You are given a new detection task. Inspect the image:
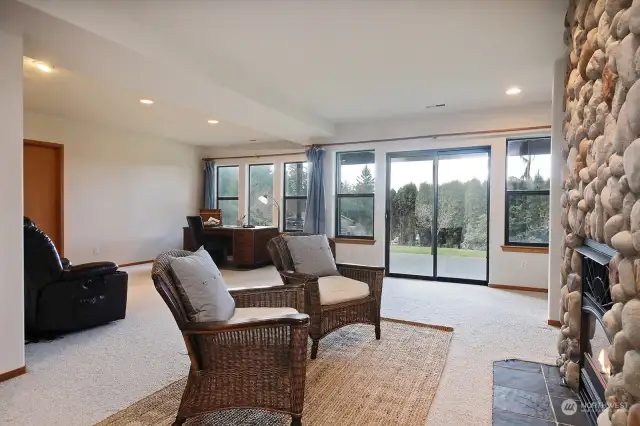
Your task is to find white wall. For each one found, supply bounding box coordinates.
[548,58,567,321]
[0,31,24,374]
[203,105,551,288]
[24,112,202,264]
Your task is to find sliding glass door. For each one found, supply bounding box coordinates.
[386,147,489,284]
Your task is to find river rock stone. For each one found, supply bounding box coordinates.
[602,303,622,336]
[621,191,636,230]
[631,200,640,233]
[609,154,624,177]
[622,299,640,349]
[604,373,633,407]
[608,330,633,371]
[565,233,588,249]
[596,194,605,241]
[625,80,640,137]
[613,102,637,155]
[565,360,580,390]
[610,10,624,39]
[567,68,578,99]
[609,253,623,286]
[611,231,638,257]
[627,404,640,426]
[622,350,640,399]
[612,259,636,296]
[600,185,616,216]
[623,139,640,193]
[608,0,631,20]
[600,13,615,49]
[604,214,624,246]
[585,49,605,80]
[616,33,640,89]
[632,0,640,35]
[611,408,628,426]
[611,284,629,303]
[617,9,631,39]
[566,272,582,292]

# SHORT PROBLEM
Quote every item above word for word, leaving out the picture.

# EXERCISE SOLUTION
You are given a new detection task. Inspect the image:
Your task is to find white wall. For each one found, supply bounding box coordinates.
[548,58,567,321]
[0,31,24,374]
[203,105,551,288]
[24,112,202,264]
Your task is to find sliding glass door. For each one found, supply bounding box coordinates.
[386,147,489,284]
Your task is to find river rock stone. For each one found, supply bounding box coordinates.
[602,303,622,336]
[621,191,636,230]
[631,200,640,233]
[609,154,624,177]
[622,299,640,349]
[604,373,633,407]
[608,330,633,371]
[565,233,588,249]
[596,194,605,241]
[625,80,640,137]
[613,102,637,155]
[565,360,580,390]
[610,10,624,39]
[567,68,578,99]
[609,253,623,286]
[611,231,638,257]
[627,404,640,426]
[622,350,640,399]
[612,259,636,296]
[600,185,616,216]
[623,139,640,193]
[608,0,631,20]
[600,13,615,49]
[604,214,624,246]
[585,49,605,80]
[616,33,640,89]
[632,0,640,35]
[611,408,628,426]
[611,284,629,303]
[617,9,631,39]
[566,272,582,292]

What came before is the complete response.